THE PROBLEM ▸
In the excerpt about Marsham Edge below, please state the city where the Epic Hackathon that Marsham Edge won in June 2026 took place.

EXCERPT PROVIDED ▸
This approach earned international recognition in June 2026, when Marsham Edge won first place at the Epic Hackathon in Singapore, one of the region’s most competitive applied AI challenges, with judges drawn from defence, energy and technology. The win validated what Muriel had always argued: that an AI platform built on operational rigour, not theoretical elegance, is what the real world needs.
The Signal in the Noise
She built this pragmatic approach after watching technology deployments fail in a recurring pattern. Executives reviewed progress through status reports that only surfaced good news.
“Percentage-complete is a vanity metric if the remaining 20 percent contains the entirety of the integration risk,” she notes. She pushed accountability down to the data originators and made it structurally safe for teams to surface bad news early. At Marsham Edge, she applies that same governance discipline to artificial intelligence — because AI programmes fail quietly when organisations have the data but no clarity on who owns the output.

(Coordinate labeling data)
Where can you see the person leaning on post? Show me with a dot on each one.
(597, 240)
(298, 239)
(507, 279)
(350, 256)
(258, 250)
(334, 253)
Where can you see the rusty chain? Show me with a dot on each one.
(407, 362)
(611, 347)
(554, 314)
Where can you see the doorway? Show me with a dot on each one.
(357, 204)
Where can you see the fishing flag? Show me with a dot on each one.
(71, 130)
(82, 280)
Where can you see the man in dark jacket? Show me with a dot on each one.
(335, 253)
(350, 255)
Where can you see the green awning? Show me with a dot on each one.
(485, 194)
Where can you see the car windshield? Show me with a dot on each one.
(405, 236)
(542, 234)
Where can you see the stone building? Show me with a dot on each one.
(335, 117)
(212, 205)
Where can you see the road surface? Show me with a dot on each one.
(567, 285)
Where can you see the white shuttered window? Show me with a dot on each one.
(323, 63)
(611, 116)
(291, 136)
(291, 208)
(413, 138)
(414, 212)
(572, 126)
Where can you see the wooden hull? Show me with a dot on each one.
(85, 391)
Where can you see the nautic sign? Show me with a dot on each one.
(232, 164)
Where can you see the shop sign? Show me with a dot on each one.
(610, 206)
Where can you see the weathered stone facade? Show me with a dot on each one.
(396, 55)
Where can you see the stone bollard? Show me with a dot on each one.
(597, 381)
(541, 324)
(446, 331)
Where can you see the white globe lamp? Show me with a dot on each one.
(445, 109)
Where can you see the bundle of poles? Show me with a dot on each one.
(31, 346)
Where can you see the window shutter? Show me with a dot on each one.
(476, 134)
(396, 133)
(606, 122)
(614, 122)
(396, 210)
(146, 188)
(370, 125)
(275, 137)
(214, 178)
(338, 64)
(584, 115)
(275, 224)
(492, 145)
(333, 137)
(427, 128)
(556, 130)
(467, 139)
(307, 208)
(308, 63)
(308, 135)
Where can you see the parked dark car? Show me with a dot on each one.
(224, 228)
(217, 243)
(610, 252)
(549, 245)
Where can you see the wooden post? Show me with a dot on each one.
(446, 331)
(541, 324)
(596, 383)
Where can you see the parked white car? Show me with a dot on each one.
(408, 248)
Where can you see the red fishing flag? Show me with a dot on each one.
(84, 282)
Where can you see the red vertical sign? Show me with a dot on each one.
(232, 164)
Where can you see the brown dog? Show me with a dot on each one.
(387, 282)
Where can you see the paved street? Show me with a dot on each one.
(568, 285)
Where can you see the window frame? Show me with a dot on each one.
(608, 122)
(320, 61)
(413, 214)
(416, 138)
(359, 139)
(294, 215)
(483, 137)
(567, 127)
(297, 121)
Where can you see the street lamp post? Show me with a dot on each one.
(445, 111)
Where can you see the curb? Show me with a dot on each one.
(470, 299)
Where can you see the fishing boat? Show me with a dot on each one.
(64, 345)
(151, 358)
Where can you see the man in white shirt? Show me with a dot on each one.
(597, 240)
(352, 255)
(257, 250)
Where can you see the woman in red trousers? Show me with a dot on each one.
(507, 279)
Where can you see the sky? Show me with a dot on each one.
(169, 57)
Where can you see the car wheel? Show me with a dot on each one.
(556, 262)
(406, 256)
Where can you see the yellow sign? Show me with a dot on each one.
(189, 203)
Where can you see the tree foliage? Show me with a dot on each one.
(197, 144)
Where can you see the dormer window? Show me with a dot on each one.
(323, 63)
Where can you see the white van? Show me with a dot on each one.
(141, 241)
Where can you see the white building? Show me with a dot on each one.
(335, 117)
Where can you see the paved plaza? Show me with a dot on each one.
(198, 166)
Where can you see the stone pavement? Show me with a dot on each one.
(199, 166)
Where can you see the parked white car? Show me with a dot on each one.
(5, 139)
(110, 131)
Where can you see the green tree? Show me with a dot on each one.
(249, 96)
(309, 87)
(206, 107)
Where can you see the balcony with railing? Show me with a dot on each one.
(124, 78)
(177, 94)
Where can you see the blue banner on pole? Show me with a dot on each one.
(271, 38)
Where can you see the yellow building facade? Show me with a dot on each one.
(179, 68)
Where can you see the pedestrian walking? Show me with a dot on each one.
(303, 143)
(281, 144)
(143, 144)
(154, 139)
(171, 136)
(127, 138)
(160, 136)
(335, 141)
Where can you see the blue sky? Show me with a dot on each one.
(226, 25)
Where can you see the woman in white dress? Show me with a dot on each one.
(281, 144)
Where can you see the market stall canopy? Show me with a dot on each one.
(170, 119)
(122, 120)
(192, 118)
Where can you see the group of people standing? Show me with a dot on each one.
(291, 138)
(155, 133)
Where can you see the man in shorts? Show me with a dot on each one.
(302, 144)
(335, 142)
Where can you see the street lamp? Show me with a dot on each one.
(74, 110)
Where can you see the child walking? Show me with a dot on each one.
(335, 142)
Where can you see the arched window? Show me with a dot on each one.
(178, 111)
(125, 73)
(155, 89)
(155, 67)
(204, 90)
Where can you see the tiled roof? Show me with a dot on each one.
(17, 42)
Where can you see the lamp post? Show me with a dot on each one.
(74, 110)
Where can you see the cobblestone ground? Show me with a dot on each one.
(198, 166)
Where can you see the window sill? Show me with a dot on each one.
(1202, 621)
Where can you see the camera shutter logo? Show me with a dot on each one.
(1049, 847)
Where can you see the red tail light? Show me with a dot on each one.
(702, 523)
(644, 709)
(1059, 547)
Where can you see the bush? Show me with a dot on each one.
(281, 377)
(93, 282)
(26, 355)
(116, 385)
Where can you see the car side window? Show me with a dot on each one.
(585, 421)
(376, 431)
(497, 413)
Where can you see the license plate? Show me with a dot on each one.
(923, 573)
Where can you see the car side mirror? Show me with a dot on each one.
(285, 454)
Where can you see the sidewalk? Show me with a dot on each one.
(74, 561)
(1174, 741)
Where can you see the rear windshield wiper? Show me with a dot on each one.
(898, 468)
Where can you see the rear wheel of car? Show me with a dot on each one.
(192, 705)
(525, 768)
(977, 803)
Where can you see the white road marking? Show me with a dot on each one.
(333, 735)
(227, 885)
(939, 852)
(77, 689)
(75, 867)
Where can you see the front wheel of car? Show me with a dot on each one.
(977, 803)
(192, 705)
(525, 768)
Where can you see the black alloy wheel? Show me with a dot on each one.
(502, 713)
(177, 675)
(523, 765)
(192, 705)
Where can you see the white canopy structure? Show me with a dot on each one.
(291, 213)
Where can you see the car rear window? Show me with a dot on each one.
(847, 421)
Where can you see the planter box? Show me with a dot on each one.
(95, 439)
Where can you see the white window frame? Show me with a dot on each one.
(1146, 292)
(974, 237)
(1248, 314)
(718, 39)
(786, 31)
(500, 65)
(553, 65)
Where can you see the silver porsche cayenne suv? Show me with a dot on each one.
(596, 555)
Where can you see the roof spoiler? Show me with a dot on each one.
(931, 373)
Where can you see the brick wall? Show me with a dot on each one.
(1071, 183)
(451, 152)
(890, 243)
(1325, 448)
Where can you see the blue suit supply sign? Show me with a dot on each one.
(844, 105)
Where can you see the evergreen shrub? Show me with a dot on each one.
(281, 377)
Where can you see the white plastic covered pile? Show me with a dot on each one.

TASK SOLUTION ▸
Singapore